[EXTRAIT DE PAGE]
Entre 1982 et 1988 je résidais à Sofia en Bulgarie. La ville située au pied du mont Vitocha était loin de la mer. J’avais néanmoins pu mettre dans mes bagages une planche à voile, discipline à laquelle je me livrais en parallèle aux navigations en Fireball. Le bateau étant hélas resté en France, la planche permettait de « passer la rage ». Dès la fonte de la glace au printemps, je délaissais les skis pour naviguer sur le lac d’Iskar. Il fallait faire gaffe ! D’une part de pas trop tomber à l’eau qui était plutôt froide et d’autre part de ne pas s’approcher de la rive opposée car c’était une zone militaire. Nous étions encore à la grande époque du communisme triomphant et on ne rigolait pas trop avec les zones interdites. Il se disait que le coin abritait des camps d’entraînement pour les Palestiniens. Bref, pour plus de détails se reporter à Trece Timpul !

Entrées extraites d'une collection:
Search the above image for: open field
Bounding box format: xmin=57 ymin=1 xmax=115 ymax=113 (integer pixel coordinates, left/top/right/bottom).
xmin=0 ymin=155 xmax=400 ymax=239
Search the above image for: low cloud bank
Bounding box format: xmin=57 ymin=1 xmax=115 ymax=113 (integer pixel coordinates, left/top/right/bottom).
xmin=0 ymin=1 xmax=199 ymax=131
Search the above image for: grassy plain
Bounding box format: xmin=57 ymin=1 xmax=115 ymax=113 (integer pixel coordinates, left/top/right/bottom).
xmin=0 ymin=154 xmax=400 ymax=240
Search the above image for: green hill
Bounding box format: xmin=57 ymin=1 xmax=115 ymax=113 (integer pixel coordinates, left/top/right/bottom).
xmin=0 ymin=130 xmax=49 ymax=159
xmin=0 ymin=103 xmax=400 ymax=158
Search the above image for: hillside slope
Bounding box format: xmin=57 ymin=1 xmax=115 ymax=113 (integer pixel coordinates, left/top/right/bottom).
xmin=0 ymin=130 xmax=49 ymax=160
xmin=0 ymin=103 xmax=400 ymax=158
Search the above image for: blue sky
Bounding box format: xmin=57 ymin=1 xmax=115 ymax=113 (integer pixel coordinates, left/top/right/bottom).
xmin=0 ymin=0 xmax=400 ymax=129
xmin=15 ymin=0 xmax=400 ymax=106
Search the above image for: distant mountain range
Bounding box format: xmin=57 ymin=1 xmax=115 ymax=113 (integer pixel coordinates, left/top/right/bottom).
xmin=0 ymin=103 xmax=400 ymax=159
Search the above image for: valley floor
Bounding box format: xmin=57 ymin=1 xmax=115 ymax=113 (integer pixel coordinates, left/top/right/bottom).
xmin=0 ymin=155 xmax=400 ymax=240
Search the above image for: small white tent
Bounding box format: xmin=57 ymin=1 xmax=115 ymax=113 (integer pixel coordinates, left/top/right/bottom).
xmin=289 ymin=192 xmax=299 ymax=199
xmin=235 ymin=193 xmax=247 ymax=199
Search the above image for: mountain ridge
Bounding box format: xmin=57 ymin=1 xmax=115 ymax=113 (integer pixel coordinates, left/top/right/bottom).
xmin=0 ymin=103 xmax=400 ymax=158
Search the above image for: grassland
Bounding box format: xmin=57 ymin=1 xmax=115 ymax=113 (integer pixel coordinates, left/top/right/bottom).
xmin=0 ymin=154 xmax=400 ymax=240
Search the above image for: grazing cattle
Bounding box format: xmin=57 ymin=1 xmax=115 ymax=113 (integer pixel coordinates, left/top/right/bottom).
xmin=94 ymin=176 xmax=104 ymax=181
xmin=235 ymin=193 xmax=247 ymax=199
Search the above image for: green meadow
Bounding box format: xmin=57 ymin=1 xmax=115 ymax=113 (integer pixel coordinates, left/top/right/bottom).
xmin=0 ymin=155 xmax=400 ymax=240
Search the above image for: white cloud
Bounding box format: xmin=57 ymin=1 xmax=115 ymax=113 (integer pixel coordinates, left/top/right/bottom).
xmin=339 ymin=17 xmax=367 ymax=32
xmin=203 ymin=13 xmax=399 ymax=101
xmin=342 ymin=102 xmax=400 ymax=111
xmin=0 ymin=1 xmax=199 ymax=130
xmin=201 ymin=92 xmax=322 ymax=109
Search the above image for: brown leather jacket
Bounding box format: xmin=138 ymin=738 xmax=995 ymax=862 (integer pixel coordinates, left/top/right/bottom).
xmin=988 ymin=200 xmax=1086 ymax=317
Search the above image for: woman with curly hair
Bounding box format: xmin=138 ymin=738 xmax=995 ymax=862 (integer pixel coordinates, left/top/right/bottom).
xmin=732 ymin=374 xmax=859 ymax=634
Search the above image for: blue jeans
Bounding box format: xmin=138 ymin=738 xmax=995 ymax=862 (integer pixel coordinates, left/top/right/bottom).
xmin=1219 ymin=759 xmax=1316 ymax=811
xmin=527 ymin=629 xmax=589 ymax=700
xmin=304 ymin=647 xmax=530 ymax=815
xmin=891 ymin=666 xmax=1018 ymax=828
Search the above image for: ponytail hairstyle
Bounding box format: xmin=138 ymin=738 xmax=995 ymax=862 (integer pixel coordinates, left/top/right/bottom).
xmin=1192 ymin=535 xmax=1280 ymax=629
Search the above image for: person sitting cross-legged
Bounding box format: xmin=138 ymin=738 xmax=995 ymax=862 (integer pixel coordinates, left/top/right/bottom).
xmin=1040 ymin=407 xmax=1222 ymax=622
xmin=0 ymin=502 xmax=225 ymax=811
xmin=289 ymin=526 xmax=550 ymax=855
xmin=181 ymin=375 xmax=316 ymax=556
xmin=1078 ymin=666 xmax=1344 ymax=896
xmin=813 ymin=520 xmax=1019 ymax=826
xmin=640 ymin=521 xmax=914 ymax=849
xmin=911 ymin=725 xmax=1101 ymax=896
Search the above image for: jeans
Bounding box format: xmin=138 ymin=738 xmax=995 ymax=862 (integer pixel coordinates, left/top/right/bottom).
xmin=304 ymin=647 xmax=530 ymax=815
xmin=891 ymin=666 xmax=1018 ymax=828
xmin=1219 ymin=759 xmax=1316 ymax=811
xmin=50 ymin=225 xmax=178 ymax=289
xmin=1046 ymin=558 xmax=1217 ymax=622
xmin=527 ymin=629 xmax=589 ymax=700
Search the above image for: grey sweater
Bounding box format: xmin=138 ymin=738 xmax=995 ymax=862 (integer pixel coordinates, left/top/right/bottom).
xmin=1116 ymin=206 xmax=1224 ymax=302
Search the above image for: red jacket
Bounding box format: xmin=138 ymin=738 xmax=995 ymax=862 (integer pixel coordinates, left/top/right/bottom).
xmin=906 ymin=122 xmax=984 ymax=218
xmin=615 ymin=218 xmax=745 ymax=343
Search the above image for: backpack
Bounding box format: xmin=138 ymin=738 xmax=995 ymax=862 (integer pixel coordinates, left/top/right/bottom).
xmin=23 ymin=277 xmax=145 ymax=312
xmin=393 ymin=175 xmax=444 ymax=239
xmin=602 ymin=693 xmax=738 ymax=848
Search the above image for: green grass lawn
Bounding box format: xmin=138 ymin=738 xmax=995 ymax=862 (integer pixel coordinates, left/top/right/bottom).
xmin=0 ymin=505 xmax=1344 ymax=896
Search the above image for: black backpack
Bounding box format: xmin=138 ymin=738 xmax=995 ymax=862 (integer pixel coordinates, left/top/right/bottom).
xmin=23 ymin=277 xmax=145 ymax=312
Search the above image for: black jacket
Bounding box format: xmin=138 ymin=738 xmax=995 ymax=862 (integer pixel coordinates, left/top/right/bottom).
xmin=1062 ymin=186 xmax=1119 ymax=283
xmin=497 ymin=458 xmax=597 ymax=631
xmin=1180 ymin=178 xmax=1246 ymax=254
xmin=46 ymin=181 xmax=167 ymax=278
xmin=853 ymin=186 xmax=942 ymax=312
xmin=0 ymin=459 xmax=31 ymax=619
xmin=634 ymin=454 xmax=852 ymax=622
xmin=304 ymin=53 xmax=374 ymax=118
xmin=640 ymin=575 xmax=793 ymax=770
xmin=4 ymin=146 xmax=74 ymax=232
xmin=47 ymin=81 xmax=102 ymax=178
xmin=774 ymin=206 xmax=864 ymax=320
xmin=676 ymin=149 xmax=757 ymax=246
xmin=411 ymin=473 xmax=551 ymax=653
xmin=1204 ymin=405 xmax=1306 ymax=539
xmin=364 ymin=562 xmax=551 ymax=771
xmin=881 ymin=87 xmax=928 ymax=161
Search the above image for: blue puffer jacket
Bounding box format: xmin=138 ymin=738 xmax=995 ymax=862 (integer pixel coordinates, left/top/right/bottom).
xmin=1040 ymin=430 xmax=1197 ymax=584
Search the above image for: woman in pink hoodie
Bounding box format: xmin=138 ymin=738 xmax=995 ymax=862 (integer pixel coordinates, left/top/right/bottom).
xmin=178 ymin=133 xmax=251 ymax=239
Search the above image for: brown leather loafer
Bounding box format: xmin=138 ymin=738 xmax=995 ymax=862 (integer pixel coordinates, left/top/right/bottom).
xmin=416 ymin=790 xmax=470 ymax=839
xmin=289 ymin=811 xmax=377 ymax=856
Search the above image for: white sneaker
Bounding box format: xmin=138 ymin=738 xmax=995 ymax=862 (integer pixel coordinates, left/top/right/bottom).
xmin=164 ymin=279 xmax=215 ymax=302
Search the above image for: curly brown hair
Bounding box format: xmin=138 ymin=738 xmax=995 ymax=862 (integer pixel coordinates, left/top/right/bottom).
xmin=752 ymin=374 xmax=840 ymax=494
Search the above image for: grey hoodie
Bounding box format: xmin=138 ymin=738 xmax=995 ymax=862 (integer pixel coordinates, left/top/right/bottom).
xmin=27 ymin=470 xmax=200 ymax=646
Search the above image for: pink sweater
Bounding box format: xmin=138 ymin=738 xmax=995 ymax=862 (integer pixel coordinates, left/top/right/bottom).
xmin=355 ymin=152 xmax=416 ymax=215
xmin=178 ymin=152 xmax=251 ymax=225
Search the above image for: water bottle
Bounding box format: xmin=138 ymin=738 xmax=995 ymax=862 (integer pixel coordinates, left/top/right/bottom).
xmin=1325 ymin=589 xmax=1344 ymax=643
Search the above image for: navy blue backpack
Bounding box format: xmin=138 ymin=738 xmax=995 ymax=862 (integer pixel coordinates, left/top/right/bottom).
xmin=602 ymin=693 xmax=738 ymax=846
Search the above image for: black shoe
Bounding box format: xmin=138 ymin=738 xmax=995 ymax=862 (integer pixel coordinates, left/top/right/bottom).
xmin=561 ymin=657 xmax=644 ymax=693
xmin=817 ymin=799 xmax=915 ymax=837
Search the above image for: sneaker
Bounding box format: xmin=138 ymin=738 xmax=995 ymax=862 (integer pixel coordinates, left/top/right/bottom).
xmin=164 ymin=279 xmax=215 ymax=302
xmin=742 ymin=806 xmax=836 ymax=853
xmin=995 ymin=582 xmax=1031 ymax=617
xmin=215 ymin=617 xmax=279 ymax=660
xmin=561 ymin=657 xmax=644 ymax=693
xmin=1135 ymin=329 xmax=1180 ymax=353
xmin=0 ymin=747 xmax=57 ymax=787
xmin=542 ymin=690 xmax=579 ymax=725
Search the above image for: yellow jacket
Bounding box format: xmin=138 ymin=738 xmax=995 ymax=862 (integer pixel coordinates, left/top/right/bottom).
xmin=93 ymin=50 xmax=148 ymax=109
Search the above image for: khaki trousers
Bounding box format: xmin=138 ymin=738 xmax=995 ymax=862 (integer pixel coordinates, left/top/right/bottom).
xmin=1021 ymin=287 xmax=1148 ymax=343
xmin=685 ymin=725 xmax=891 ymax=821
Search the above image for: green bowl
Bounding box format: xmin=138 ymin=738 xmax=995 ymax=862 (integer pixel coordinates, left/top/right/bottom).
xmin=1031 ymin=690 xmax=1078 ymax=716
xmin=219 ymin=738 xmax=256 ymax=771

[EXERCICE COURT 1]
Répondez brièvement à partir du récit sur la planche à voile en Bulgarie :
(a) Entre quelles années le séjour à Sofia a-t-il eu lieu ?
(b) Au pied de quel mont la ville est-elle située ?
(c) Pourquoi ne fallait-il pas s'approcher de la rive opposée du lac d'Iskar ?
[EXERCICE COURT 2]
Rédigez la suite du récit sur la planche à voile en Bulgarie, en partant de sa dernière phrase.
Le matériel ne joue aucun rôle dans ce travail.

[RÉPONSE 1]
(a) Entre 1982 et 1988.
(b) Au pied du mont Vitocha.
(c) Parce que c'était une zone militaire.

[RÉPONSE 2]
Les abonnements à mes chères revues me parvenaient via la valise diplomatique et c’est ainsi que je pouvais continuer à rester au fait de l’information nautique. La rubrique de la revue Bateaux que j’épluchais avec un intérêt grandissant était celle des petites annonces. Je n’étais pas bien riche mais l’achat d’un voilier habitable d’occasion commençait à entrer dans le domaine du possible.

Compte tenu du budget envisagé, de la taille souhaitée, je m’orientais vers une unité entre 26 et 30 pieds. Mon kif absolu c’était l’Alpa 950 mais hélas, à l’époque il dépassait mes limites financières… Les modèles qui revenaient le plus souvent avaient pour nom Arpège, Aquila, Folie Douce, Sangria, Tarentelle, First 26, Poker

Arriva enfin l’été de la décision. Nous étions rentrés en France pour quelques semaines de congés. Les recherches avaient été bien dégrossies et après d’ultimes coups de téléphone et visites dans différents ports méditerranéens, je dénichais l’occase idéale : un Trident 80 de l’architecte Daniel Tortarolo.

Pendant des années avec mes parents, lorsque nous descendions à la Grande Motte depuis Avignon, nous longions le chantier SMAP Neptune sur la RN 100 à Domazan dans le Gard. Le nez collé à la vitre de la R16 paternelle je lorgnais les dernières unités produites alignées en rang d’oignon le long des hangars.

Le bateau était basé à Port Camargue. L’ancien propriétaire l’utilisait pour régater en Baie D’Aigues Mortes, en effet cette série avait connue son heure de gloire en compétition à la fin des années 70.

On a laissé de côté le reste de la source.